--- Records for this exercise ---

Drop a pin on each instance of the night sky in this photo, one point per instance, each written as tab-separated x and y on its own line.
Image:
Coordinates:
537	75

---
--- Records for this exercise ---

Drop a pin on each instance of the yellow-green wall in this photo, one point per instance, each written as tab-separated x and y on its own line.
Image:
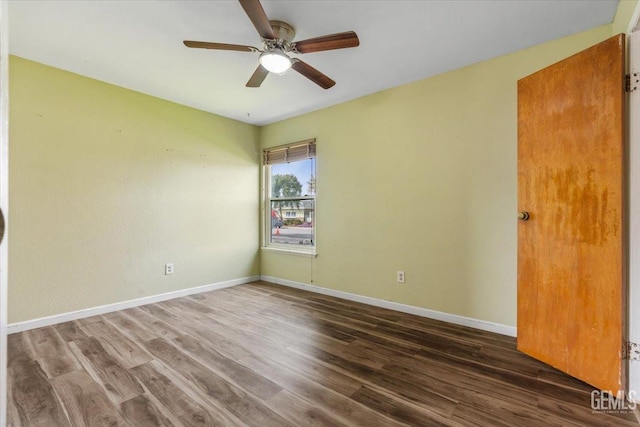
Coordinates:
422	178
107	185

---

* What is expected: Spot every line in the entries that includes the word "point", and copy each one out.

* Exercise result:
Drop a pin on each instance of the night sky in this photo, one point per instance, each written as tab-separated x and y on its own line.
Drop a pin on each instance of the yellow-green wall in this photo, one point per instance, each written as tab-separated x and y on its own line.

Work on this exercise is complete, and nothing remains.